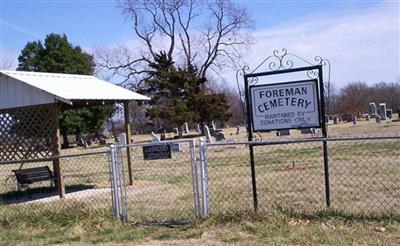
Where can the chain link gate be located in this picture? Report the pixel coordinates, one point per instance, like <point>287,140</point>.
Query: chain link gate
<point>164,189</point>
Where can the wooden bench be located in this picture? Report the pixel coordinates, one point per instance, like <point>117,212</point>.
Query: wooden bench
<point>28,176</point>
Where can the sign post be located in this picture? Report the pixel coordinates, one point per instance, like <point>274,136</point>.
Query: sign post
<point>283,106</point>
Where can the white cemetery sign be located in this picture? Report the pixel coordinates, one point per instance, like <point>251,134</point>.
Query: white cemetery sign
<point>290,105</point>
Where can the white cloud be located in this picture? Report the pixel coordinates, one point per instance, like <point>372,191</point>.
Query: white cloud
<point>362,45</point>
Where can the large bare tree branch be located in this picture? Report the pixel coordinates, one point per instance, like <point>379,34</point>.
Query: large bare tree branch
<point>207,35</point>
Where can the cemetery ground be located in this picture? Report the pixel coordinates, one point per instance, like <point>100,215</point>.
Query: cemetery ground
<point>290,187</point>
<point>79,226</point>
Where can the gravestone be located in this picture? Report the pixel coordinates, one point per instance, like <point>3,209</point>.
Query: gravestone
<point>348,117</point>
<point>307,131</point>
<point>122,138</point>
<point>175,147</point>
<point>382,111</point>
<point>283,133</point>
<point>213,125</point>
<point>208,135</point>
<point>155,137</point>
<point>185,128</point>
<point>389,113</point>
<point>220,136</point>
<point>372,108</point>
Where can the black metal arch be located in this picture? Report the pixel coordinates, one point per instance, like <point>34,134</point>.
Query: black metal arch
<point>282,62</point>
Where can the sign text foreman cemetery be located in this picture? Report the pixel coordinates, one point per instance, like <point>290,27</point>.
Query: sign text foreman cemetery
<point>291,105</point>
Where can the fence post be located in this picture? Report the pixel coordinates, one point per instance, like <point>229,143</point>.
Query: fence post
<point>204,179</point>
<point>122,187</point>
<point>192,146</point>
<point>113,179</point>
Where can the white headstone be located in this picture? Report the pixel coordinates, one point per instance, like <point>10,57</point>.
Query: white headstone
<point>213,125</point>
<point>372,108</point>
<point>185,128</point>
<point>122,138</point>
<point>355,120</point>
<point>155,137</point>
<point>208,135</point>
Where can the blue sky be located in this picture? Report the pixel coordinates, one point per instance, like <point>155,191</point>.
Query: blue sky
<point>91,23</point>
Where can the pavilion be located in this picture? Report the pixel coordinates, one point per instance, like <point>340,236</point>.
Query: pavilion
<point>30,103</point>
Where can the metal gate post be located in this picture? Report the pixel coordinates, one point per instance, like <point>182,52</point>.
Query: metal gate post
<point>113,179</point>
<point>196,195</point>
<point>204,179</point>
<point>121,179</point>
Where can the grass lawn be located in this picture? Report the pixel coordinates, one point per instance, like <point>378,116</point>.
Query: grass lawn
<point>83,226</point>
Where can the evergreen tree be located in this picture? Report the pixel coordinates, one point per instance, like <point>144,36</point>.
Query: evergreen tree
<point>57,55</point>
<point>178,97</point>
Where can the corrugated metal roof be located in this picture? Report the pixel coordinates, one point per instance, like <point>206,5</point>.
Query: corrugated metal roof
<point>69,87</point>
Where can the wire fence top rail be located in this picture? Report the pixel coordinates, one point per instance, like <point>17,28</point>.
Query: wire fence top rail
<point>304,140</point>
<point>187,140</point>
<point>53,157</point>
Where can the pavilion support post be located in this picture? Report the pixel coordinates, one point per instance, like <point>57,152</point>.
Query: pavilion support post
<point>56,152</point>
<point>128,141</point>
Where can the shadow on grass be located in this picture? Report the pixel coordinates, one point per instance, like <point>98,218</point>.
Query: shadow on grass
<point>332,213</point>
<point>16,197</point>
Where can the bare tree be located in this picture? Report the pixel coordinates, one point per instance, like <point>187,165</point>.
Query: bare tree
<point>207,35</point>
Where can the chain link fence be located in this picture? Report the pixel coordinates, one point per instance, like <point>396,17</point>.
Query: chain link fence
<point>363,179</point>
<point>164,188</point>
<point>86,181</point>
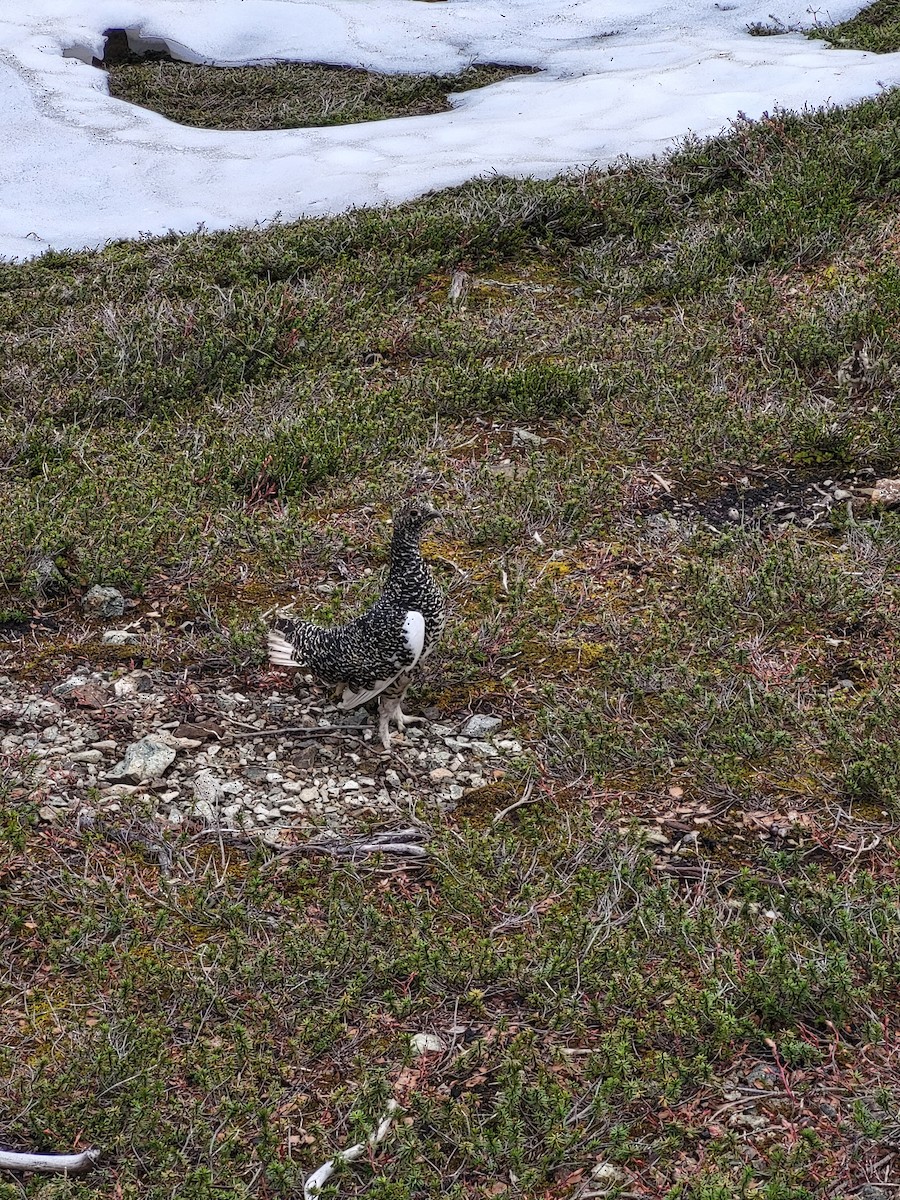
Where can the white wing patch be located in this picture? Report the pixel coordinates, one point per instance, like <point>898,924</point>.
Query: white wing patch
<point>281,652</point>
<point>414,635</point>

************

■ **Problem to work on**
Retype every item above exactly, leaving out the pictures.

■ **Expected answer**
Where can the chain link gate be located in this picture? Report the pixel coordinates, one point per instance, like <point>287,140</point>.
Query: chain link gate
<point>164,189</point>
Where can the wooden bench be located in this picture? Report the pixel coordinates, one point per instance, like <point>117,212</point>.
Query: wooden bench
<point>28,176</point>
Where can the sign post be located in this picture? Report the pixel coordinates, one point per instance, like <point>274,136</point>.
Query: sign post
<point>283,106</point>
Where can the white cemetery sign be located in this picture? Report the pixel coordinates, one point per instance, like <point>251,134</point>.
Query: white cemetery sign
<point>290,105</point>
Where can the white cloud be located in this picture? Report the pixel coordinates, one point per instance, like <point>372,191</point>.
Query: white cloud
<point>362,45</point>
Where can the large bare tree branch be located in this picture? Report the pixel coordinates, one point per instance, like <point>379,34</point>.
Query: large bare tree branch
<point>207,35</point>
Where can the cemetery ground be located in this picture? Report the pixel coordinates, one point per instance, like <point>100,215</point>.
Query: cemetery ground
<point>290,187</point>
<point>79,226</point>
Where can the gravestone be located in this picture? Report the pixel coordinates, one point per instance, like <point>3,209</point>.
Query: gravestone
<point>348,117</point>
<point>307,131</point>
<point>122,138</point>
<point>175,147</point>
<point>382,111</point>
<point>283,133</point>
<point>213,125</point>
<point>208,135</point>
<point>155,137</point>
<point>185,128</point>
<point>389,113</point>
<point>220,136</point>
<point>372,108</point>
Where can the black metal arch be located in this picture? Report the pixel coordinates, one point per instance, like <point>34,134</point>.
Query: black metal arch
<point>282,62</point>
Where can the sign text foreman cemetery be located in this picture? Report the pixel coordinates, one point per instance, like <point>290,27</point>.
Query: sign text foreman cemetery
<point>291,105</point>
Where can the fence post be located in this picture? Report the pixel coordinates, one point per instance, like <point>229,143</point>.
Query: fence post
<point>204,179</point>
<point>122,187</point>
<point>192,146</point>
<point>113,179</point>
Where can the white headstone be located in this picture? Report the pixel coordinates, one point per instance, like <point>10,57</point>.
Query: white headstone
<point>213,125</point>
<point>372,108</point>
<point>185,128</point>
<point>122,138</point>
<point>355,120</point>
<point>155,137</point>
<point>208,135</point>
Where can the blue sky be located in this picture? Report the pixel coordinates, one point per instance, like <point>155,191</point>.
Query: blue sky
<point>91,23</point>
Where can the pavilion be located in this picture? Report the pixel coordinates, one point per instance, like <point>340,236</point>.
Query: pavilion
<point>30,103</point>
Where can the metal gate post be located in this picture? Report the pixel coordinates, one point per instance, like <point>182,52</point>.
Query: metal gate post
<point>113,179</point>
<point>196,195</point>
<point>204,179</point>
<point>121,179</point>
Where can the grass lawn be located in this picture? Report the pixel coordinates, one point per instance, like <point>378,116</point>.
Query: grass lawn
<point>83,226</point>
Where can the evergreen tree be located in this picture? Report the pixel coordinates, one point per instance, like <point>144,36</point>.
Query: evergreen tree
<point>57,55</point>
<point>178,97</point>
Where can the corrugated metal roof be located in this picture? Report the pixel coordinates, one point per instance, like <point>206,5</point>.
Query: corrugated metal roof
<point>69,87</point>
Where can the wire fence top rail be located in this picture? Report the pixel coordinates, one point per instance, like <point>17,28</point>.
Query: wire fence top rail
<point>304,140</point>
<point>187,140</point>
<point>53,157</point>
Where can the pavilion support post be located in this picture? Report the pixel coordinates, one point per instance, like <point>57,152</point>.
Query: pavilion support post
<point>56,152</point>
<point>128,141</point>
Where can the shadow on grass be located in this picture? Report the pixel coordinates, one point per instance, like <point>98,218</point>.
Query: shadow on grass
<point>332,213</point>
<point>16,197</point>
Where can the bare tree be located in this picture? Report the pixel coordinates, one point per instance, like <point>187,165</point>.
Query: bare tree
<point>207,35</point>
Where can the chain link fence be located in this picture? Report the pixel coordinates, one point per instance, like <point>396,17</point>.
Query: chain link fence
<point>363,179</point>
<point>164,188</point>
<point>86,181</point>
Where can the white wing patch be located in this picture? Report the pixel coordinates, one point per instance, like <point>898,924</point>.
Query: white wing patch
<point>281,652</point>
<point>414,635</point>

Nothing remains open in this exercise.